• WHAT IS EXPECTED
Exactly and only the lines from the one with "of the faucet." through the end of the listing are to be transcribed, both ends included.

• RECORD LIST
* Begin *
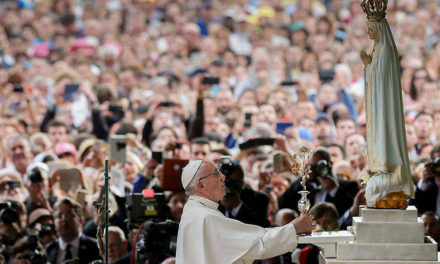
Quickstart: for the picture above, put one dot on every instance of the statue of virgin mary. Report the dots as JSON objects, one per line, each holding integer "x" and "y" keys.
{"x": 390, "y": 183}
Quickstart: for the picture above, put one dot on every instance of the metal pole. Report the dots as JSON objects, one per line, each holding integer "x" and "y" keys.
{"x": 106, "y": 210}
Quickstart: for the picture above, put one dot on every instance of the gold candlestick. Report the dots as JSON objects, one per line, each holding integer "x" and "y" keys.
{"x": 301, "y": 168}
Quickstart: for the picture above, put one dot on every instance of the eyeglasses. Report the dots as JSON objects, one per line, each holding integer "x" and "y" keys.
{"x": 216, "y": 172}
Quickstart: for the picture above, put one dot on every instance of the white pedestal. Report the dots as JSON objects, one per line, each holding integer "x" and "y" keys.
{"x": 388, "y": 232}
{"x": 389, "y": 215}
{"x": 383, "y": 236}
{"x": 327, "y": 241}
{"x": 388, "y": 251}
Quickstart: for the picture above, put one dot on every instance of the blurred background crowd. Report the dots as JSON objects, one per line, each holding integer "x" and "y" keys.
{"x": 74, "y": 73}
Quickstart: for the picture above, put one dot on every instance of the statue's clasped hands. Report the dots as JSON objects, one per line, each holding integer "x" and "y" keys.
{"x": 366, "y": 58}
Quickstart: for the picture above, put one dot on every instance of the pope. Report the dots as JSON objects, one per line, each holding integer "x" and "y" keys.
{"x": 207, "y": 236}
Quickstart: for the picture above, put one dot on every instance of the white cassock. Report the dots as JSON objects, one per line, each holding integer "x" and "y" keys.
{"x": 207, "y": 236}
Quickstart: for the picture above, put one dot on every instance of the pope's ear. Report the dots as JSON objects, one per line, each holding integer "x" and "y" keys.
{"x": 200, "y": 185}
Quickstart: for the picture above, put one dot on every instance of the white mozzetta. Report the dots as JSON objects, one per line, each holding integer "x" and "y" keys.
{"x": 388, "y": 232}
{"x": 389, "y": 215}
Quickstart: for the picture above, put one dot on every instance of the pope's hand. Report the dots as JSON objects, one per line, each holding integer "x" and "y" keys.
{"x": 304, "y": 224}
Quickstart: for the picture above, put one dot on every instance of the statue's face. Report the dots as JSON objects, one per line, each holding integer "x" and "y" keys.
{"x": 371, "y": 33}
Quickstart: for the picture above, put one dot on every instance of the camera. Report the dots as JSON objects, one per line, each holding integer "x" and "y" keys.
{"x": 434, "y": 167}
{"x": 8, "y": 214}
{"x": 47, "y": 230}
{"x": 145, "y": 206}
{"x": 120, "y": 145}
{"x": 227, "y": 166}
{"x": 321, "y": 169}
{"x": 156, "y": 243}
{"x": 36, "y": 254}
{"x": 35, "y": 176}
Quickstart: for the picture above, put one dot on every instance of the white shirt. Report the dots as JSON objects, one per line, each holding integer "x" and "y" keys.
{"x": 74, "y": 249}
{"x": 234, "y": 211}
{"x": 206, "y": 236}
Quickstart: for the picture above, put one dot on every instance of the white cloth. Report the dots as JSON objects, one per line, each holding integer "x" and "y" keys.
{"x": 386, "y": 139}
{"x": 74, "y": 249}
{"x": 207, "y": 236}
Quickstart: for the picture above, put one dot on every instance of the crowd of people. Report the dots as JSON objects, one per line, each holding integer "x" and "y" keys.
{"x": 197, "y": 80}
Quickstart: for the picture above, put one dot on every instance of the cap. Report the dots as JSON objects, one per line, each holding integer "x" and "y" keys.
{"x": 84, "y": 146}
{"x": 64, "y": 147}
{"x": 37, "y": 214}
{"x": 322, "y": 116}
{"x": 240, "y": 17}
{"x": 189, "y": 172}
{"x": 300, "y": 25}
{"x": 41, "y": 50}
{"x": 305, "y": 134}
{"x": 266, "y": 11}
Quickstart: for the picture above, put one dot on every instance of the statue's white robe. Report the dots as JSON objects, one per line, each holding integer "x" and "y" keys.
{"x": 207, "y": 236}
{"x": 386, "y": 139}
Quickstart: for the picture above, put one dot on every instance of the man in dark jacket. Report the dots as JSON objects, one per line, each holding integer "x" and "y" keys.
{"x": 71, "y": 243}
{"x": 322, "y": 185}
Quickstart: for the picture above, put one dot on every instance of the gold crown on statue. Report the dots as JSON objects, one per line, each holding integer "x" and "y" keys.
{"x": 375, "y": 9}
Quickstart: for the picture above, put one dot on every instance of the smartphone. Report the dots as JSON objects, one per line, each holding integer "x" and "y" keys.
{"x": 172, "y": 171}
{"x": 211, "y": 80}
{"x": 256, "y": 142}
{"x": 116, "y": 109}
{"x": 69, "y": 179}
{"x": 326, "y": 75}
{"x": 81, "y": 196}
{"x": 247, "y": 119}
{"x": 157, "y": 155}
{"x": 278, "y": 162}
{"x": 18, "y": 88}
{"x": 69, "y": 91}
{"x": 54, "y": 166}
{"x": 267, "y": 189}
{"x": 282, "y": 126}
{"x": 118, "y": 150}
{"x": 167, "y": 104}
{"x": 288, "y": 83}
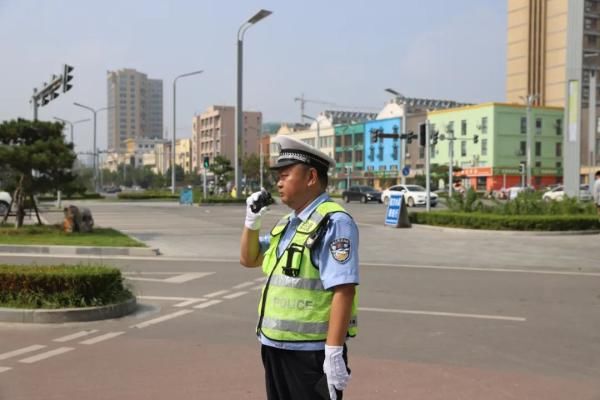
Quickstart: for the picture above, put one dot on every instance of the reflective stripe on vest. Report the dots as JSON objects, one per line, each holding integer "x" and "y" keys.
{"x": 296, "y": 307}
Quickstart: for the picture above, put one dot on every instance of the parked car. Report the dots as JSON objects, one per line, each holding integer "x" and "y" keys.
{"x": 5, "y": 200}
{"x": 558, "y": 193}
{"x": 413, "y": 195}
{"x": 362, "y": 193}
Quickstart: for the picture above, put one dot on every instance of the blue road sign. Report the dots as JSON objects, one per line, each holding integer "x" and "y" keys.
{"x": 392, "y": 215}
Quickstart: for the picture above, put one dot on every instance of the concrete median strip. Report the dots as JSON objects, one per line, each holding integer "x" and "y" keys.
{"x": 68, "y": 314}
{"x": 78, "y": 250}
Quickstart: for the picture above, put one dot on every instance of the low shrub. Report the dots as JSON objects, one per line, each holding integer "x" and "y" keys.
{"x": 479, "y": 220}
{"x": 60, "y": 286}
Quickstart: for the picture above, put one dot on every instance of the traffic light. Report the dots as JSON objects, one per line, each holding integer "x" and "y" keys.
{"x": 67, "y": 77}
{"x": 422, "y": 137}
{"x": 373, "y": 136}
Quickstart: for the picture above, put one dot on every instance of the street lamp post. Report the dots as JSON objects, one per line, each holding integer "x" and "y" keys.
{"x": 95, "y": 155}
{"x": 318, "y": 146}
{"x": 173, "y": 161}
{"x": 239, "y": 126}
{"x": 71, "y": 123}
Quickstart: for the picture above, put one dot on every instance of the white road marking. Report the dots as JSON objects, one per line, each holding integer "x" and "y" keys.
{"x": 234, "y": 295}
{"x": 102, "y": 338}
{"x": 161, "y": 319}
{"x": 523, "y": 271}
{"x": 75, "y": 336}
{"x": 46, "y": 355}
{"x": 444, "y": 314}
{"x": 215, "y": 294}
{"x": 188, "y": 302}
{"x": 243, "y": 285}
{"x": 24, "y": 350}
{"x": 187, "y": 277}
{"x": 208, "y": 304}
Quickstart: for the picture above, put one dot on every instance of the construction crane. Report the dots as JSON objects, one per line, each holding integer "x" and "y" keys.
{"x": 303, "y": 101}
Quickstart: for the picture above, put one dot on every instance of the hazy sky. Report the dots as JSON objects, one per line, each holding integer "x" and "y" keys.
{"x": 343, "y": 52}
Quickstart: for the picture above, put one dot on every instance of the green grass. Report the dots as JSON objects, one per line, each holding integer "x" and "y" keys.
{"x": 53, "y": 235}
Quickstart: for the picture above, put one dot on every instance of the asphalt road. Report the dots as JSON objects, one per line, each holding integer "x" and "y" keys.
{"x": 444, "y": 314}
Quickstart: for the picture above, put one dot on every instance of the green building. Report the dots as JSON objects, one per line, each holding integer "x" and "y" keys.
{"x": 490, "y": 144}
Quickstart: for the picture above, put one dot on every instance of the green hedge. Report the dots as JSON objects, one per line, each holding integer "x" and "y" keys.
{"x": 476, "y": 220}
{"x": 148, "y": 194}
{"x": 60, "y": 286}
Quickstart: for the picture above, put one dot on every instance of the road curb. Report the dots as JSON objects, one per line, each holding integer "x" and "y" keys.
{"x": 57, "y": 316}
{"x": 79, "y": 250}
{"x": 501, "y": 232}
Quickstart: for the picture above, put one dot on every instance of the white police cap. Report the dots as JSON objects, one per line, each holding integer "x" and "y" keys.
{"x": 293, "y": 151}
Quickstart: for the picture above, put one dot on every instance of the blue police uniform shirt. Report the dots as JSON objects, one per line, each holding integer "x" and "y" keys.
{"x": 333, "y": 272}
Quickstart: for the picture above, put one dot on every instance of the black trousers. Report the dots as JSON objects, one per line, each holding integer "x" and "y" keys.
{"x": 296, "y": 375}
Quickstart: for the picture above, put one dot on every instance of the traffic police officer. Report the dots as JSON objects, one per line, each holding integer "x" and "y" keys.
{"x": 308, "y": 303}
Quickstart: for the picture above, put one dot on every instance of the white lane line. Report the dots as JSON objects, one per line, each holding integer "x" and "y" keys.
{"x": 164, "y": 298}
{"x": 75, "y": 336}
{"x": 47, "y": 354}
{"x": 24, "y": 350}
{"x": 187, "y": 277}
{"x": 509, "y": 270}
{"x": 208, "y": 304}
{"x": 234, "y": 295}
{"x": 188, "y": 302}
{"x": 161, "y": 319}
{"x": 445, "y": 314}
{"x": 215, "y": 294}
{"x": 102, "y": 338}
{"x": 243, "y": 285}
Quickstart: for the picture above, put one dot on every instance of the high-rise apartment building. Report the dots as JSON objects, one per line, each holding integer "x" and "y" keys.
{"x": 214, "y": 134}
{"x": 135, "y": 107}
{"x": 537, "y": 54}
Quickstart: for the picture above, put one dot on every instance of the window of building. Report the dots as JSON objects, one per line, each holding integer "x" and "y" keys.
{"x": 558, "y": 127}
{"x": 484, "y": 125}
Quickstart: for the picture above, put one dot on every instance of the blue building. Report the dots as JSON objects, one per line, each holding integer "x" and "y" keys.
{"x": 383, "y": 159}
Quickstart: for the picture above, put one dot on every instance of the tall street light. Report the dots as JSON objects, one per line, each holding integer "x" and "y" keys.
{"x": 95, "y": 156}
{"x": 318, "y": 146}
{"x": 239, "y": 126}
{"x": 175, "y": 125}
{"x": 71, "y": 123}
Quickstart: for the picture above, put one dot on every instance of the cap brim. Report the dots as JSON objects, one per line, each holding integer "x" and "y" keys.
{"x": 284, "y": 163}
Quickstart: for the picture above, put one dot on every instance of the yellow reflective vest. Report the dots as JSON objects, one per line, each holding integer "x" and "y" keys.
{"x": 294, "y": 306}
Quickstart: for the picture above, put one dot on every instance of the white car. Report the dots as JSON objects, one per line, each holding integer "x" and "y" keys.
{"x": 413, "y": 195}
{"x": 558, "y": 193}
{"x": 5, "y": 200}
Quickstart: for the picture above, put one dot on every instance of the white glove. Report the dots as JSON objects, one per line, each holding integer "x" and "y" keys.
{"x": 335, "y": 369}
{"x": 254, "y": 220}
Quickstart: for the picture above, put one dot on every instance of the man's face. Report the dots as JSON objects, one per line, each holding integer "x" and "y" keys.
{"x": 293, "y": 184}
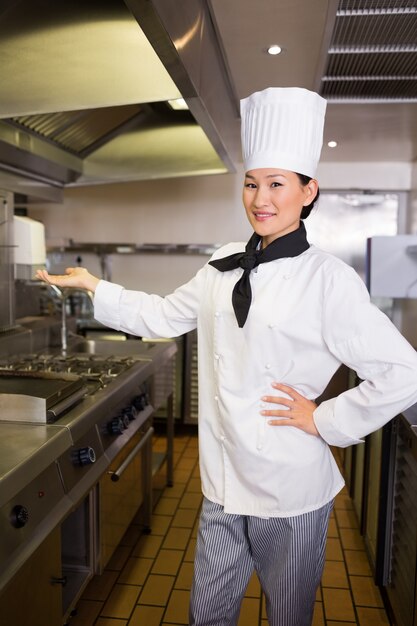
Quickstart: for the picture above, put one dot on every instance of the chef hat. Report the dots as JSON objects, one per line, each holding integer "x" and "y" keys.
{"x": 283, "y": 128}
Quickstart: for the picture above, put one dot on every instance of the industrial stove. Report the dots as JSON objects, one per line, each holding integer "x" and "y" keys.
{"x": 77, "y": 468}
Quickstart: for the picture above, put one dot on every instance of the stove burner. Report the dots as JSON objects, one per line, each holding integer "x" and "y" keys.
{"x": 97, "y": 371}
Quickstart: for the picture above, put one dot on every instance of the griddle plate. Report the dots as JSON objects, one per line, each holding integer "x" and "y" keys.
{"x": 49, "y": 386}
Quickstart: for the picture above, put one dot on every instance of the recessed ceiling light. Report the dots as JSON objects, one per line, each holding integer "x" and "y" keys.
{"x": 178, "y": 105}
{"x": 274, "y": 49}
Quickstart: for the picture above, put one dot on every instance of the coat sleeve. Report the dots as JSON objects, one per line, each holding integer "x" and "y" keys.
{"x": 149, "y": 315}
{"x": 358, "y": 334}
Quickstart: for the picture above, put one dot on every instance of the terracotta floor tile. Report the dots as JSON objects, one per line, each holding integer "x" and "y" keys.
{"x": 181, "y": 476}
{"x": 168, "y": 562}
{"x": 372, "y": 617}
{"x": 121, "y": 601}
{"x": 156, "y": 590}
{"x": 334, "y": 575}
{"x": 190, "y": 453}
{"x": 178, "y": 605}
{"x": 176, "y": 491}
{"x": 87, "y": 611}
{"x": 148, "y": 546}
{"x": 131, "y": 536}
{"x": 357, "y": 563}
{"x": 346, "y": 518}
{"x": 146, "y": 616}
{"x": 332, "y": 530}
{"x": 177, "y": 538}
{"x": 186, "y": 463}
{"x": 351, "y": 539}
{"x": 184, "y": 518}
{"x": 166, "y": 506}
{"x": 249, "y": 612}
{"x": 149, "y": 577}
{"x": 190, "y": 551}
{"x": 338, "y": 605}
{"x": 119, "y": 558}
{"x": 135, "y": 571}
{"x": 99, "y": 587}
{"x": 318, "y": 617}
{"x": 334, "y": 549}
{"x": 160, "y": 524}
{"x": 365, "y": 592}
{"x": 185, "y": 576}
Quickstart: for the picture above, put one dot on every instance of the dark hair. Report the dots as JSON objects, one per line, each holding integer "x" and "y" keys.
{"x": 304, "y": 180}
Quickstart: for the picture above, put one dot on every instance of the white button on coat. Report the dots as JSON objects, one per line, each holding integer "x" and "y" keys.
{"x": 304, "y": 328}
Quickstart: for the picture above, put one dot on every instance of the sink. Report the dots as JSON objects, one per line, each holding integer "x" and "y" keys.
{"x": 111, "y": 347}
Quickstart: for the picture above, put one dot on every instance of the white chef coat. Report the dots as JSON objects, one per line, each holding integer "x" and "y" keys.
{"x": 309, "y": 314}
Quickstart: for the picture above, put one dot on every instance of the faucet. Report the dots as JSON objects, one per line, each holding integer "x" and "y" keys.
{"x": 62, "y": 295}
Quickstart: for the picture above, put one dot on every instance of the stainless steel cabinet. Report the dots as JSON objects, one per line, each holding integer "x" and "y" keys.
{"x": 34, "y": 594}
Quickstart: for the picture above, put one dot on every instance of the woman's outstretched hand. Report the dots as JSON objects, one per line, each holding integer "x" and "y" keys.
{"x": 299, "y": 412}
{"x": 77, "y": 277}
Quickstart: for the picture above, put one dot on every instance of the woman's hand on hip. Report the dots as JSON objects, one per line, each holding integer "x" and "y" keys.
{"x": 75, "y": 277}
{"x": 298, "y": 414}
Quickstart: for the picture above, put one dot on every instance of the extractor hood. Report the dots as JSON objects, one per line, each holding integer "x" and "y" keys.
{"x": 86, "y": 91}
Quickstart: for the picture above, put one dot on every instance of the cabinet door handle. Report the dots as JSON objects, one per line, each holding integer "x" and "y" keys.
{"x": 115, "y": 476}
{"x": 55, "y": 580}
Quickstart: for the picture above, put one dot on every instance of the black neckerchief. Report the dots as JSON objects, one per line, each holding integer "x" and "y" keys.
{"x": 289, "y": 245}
* End *
• TASK SOLUTION
Quickstart: for the picture above, put one dot on every instance of the faucet. Report the dots as JSON objects, one per line, each holding integer "x" and "y" keys.
{"x": 62, "y": 295}
Quickstart: for the picture above, put one dot on every instance of the stainless steel cabinet. Report the dots as JSON objects, one per line, each holding integer "x" and "y" keys.
{"x": 34, "y": 594}
Quickstart: for the picture above, put one dot on every instance of the woman's outstretched hand. Report the dots as JSON objects, one per line, each holding integer "x" and "y" keys.
{"x": 299, "y": 412}
{"x": 77, "y": 277}
Quickstart: for the picture above, put one dot on every instance of the woman's hand on hip. Report the dots as JSON objects, one per line, each holding integer "x" and "y" keys.
{"x": 75, "y": 277}
{"x": 298, "y": 414}
Quickstart: for the picture above, put one dot on every instance of the extractor hood. Report the dots as JSON objects, one per line, each holding integer "x" and "y" keys.
{"x": 86, "y": 91}
Quickstart: for the picture above, put one dot on every instance of the cabinet door handle. Report the dots as JSON objects, one per line, each holding integer "x" and "y" keys.
{"x": 115, "y": 476}
{"x": 55, "y": 580}
Quickstart: for the picture above, put one dot on every instance of the black neckerchief. Report the dots as JSON objects, one per line, each holding integer "x" and "y" keys.
{"x": 289, "y": 245}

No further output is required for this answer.